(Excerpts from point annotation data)
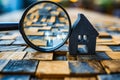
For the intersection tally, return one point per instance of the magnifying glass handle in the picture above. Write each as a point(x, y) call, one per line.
point(5, 26)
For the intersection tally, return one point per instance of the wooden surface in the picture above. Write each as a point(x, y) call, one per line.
point(25, 63)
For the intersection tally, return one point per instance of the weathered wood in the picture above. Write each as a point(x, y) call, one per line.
point(53, 68)
point(21, 67)
point(39, 56)
point(111, 66)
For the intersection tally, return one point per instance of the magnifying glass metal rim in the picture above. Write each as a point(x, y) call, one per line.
point(21, 29)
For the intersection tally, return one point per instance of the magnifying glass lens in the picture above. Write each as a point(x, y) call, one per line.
point(45, 26)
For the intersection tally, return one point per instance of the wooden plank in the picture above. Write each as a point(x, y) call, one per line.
point(3, 63)
point(111, 66)
point(52, 68)
point(29, 49)
point(20, 67)
point(17, 55)
point(34, 33)
point(59, 57)
point(38, 42)
point(71, 57)
point(15, 77)
point(9, 37)
point(5, 55)
point(115, 47)
point(12, 48)
point(6, 42)
point(102, 48)
point(45, 28)
point(113, 55)
point(85, 67)
point(62, 50)
point(39, 56)
point(80, 78)
point(109, 77)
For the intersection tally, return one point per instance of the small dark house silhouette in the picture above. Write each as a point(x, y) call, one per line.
point(83, 33)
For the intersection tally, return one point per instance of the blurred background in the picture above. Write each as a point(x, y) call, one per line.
point(110, 7)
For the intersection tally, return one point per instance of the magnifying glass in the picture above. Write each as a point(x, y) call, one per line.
point(45, 26)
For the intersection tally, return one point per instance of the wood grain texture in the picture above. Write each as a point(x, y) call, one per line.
point(111, 66)
point(53, 68)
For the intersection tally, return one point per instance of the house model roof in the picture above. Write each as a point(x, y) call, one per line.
point(82, 26)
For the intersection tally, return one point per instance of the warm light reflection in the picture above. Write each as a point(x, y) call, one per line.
point(73, 0)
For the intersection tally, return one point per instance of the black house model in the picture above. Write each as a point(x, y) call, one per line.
point(83, 37)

● **EXERCISE OBJECTIVE**
Please repeat the entries exactly. Do not include the pictures.

● **EXERCISE RESPONSE**
For the intersection tally, return one point per instance of the magnifying glass handle in the picture above. Write each as a point(x, y) call, one per line.
point(5, 26)
For the intersection tally, return one point per instance of the wooden surface in the picture above. Write each as a point(x, y) call, one per line.
point(25, 63)
For the intersection tally, return one point per instance of the weathered wood in the picture above. Write each as a point(x, y) call, one per line.
point(53, 68)
point(21, 67)
point(39, 56)
point(111, 66)
For the intersection tally, return one point per instance of the magnifying glass metal rim in the picture above. Write each as a point(x, y) call, one per line.
point(21, 29)
For the intersection tally, return one point per instance of the magnifying glass lens in the picture above. Write each as a point(x, y) call, one per line.
point(45, 26)
For the intersection tally, return one point per instance of the wooden plank in the picture above. Write each as a point(x, y) call, one per line.
point(3, 63)
point(111, 66)
point(52, 68)
point(29, 49)
point(20, 67)
point(17, 55)
point(34, 33)
point(59, 57)
point(38, 42)
point(71, 57)
point(15, 77)
point(9, 37)
point(5, 55)
point(115, 47)
point(12, 48)
point(6, 42)
point(102, 48)
point(45, 28)
point(113, 55)
point(85, 67)
point(62, 50)
point(39, 56)
point(80, 78)
point(109, 77)
For the intersection tally, return one point per instance of the small dark house silhouette in the picture above. Write each as a point(x, y) call, one per line.
point(83, 33)
For the intersection tally, return one point per instance of the blurred background in the picture above. Write each as a point(x, y) call, one per line.
point(110, 7)
For the intersection tally, return one point per instance of the magnifying glass in the picture above. Write each as a point(x, y) call, one per line.
point(45, 26)
For the intersection tally, return one point per instance of the wood grain texture in the picture above. Write each as a point(x, y) call, one per line.
point(111, 66)
point(53, 68)
For the intersection tally, return one point per instance of the house model roof in the picture above. Write each as a point(x, y) call, one per line.
point(82, 26)
For the intersection tally, return one point per instance of the warm light reflection in the picture above. Write each as a point(x, y) call, one per line.
point(73, 0)
For the intersection tally, return one point per instance of the black house model in the picture above. Write each as a point(x, y) call, one per line.
point(83, 37)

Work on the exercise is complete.